### Parts of the exercise
• A. List every web address that appears in the Greenstone mailing-list thread below.
• B. Carry on the Greenstone mailing-list thread below from its last line.

### Provided text
● ● ● ● ● ● ●
Re: [CODE4LIB] Greenstone: tweaking Lucene indexing

2009-09-29 Thread Erik Hatcher
The Lucene Highlighter doesn't require that the text you want  
highlighted be stored.  In fact, you can pass in any arbitrary text to  
the Highlighter.


See the various getBestFragments from the Highlighter class:
  http://lucene.apache.org/java/2_4_1/api/org/apache/lucene/search/highlight/Highlighter.html 



Erik


On Sep 29, 2009, at 7:01 AM, Yitzchak Schaffer wrote:


Hello,

Sorry for any cross-posting annoyance.  I have a request for a  
Greenstone collection I'm working on, to add context snippets to  
search results; for example a search for yak culture might return  
this in the list of results:


... addressing the fine points of strongyak culture/strong, the  
zoosociologists took into account ...


Sounds like a pretty basic feature, say our sponsors, and I agree.   
(Ah, it's also an old Trac ticket at http://trac.greenstone.org/ticket/444)


I see that GS out-of-the-box is set *not* to store the fulltext in  
the index, which seems to be a prerequisite for this kind of thing,  
as in http://bit.ly/ljNkL .  Has anyone modified the Lucene indexing  
wrapper locally to do this?


Given that we don't have any Java coders on staff, I've started  
porting the Lucene wrapper to PHP for use with a custombuilder.pl  
and Zend_Search_Lucene.  I already have a PHP frontend, so adjusting  
that to display the results shouldn't be a problem; OTOH because the  
frontend is PHP, I'm restricted to using buildtype lucene, or  
something else with good PHP support.


Many thanks,

--
Yitzchak Schaffer
Systems Manager
Touro College Libraries
33 West 23rd Street
New York, NY 10010
Tel (212) 463-0400 x5230
Fax (212) 627-3197
Email yitzchak.schaf...@gmx.com


Re: [CODE4LIB] Greenstone: tweaking Lucene indexing

2009-09-29 Thread Yitzchak Schaffer

Erik Hatcher wrote:
The Lucene Highlighter doesn't require that the text you want 
highlighted be stored.  In fact, you can pass in any arbitrary text to 
the Highlighter.


Thanks Erik,

What I'm looking for is to return the context of the search result, not 
just the ID of the containing document - e.g. when all I input is yak 
culture, I get back the context from the document as a search result, 
without having to retrieve the doc itself:


... addressing the fine points of strongyak culture/strong, the 
zoosociologists took into account ...
● ● ● ● ● ● ●
### Stored rows
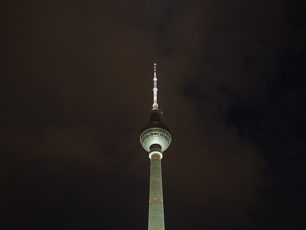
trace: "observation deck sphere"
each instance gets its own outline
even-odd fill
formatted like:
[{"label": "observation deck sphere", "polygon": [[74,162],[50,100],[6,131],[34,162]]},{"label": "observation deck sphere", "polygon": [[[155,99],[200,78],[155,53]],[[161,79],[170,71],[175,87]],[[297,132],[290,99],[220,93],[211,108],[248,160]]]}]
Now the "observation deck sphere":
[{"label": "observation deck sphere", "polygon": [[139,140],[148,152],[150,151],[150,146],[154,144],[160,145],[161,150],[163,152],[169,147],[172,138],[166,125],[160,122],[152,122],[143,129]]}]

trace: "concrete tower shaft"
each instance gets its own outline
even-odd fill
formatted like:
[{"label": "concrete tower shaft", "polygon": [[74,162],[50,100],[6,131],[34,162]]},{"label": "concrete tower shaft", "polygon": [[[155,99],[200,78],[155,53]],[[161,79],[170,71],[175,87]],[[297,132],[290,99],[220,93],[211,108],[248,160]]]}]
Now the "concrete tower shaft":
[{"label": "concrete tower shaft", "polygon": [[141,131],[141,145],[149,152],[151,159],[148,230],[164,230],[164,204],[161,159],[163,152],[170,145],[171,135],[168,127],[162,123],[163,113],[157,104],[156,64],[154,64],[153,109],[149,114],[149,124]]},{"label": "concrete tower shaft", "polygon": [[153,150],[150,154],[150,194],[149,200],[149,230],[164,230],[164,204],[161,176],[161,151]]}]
● ● ● ● ● ● ●
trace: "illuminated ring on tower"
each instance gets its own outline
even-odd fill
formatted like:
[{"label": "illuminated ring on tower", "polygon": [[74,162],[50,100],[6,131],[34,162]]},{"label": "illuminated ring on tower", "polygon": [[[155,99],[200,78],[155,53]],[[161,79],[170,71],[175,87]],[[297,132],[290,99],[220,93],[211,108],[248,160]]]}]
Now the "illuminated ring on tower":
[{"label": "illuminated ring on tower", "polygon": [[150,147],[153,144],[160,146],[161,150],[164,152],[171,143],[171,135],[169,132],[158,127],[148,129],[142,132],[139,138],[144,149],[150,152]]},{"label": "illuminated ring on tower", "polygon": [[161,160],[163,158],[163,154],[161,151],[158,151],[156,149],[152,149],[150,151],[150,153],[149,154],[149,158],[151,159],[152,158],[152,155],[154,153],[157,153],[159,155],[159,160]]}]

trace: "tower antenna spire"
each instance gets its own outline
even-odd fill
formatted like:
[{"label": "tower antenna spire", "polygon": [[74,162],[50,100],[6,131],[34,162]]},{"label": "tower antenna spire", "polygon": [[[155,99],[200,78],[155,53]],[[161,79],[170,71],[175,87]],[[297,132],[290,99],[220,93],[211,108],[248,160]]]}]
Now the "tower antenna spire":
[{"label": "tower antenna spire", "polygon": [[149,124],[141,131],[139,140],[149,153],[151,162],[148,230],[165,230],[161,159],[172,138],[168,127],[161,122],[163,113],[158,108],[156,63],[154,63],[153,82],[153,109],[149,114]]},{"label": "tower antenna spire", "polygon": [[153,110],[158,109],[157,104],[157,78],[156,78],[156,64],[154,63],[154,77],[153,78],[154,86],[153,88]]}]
● ● ● ● ● ● ●
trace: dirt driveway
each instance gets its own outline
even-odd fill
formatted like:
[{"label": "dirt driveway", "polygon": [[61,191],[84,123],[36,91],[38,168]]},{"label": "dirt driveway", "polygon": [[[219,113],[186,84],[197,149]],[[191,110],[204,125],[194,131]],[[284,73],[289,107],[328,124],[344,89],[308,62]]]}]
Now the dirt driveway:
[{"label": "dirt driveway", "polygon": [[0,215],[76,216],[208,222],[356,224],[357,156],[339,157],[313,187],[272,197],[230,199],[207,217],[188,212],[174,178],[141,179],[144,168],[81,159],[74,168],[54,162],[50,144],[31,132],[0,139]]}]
● ● ● ● ● ● ●
### Responses
• A.
- http://lucene.apache.org/java/2_4_1/api/org/apache/lucene/search/highlight/Highlighter.html
- http://trac.greenstone.org/ticket/444
- http://bit.ly/ljNkL

• B.
GS out of the box does not appear to support this, as it does not store 
the fulltext in the index.  So yes, I can highlight stuff, but as it 
stands, I don't have the text to work with.  IANA Lucene guru, so 
correct me if I misunderstand.


--
Yitzchak Schaffer
Systems Manager
Touro College Libraries
33 West 23rd Street
New York, NY 10010
Tel (212) 463-0400 x5230
Fax (212) 627-3197
Email yitzchak.schaf...@gmx.com


Re: [CODE4LIB] Greenstone: tweaking Lucene indexing

2009-09-29 Thread Erik Hatcher

On Sep 29, 2009, at 7:33 AM, Yitzchak Schaffer wrote:


Erik Hatcher wrote:
The Lucene Highlighter doesn't require that the text you want  
highlighted be stored.  In fact, you can pass in any arbitrary text  
to the Highlighter.


Thanks Erik,

What I'm looking for is to return the context of the search result,  
not just the ID of the containing document - e.g. when all I input  
is yak culture, I get back the context from the document as a  
search result, without having to retrieve the doc itself:


... addressing the fine points of strongyak culture/strong, the  
zoosociologists took into account ...


GS out of the box does not appear to support this, as it does not  
store the fulltext in the index.  So yes, I can highlight stuff, but  
as it stands, I don't have the text to work with.  IANA Lucene guru,  
so correct me if I misunderstand.


I'm a bit confused then.  You mentioned that somehow Zend Lucene was  
going to help, but if you don't have the text to highlight anywhere  
then the Highlighter isn't going to be of any use.  Again, you don't  
need the full text in the Lucene index, but you do need it get it from  
somewhere in order to be able to highlight it.


Erik


Re: [CODE4LIB] Greenstone: tweaking Lucene indexing

2009-09-29 Thread Yitzchak Schaffer

Erik Hatcher wrote:
I'm a bit confused then.  You mentioned that somehow Zend Lucene was 
going to help, but if you don't have the text to highlight anywhere then 
the Highlighter isn't going to be of any use.  Again, you don't need the 
full text in the Lucene index, but you do need it get it from somewhere 
in order to be able to highlight it.


Erik,

I started to port the native Greenstone Java Lucene wrapper to PHP, so I 
could then modify it to add this feature, as I don't know Java.  This 
would mean using Zend Lucene for the actual indexing implementation.  My 
question is whether anyone's already done it, in Java or otherwise.


Thanks for the clarification,

--
Yitzchak Schaffer
Systems Manager
Touro College Libraries
33 West 23rd Street
New York, NY 10010
Tel (212) 463-0400 x5230
Fax (212) 627-3197
Email yitzchak.schaf...@gmx.com


Re: [CODE4LIB] Greenstone: tweaking Lucene indexing

2009-09-29 Thread Ross Singer
Yitzchak, are you interested in actually searching the fulltext?  Or just
highlighting the terms?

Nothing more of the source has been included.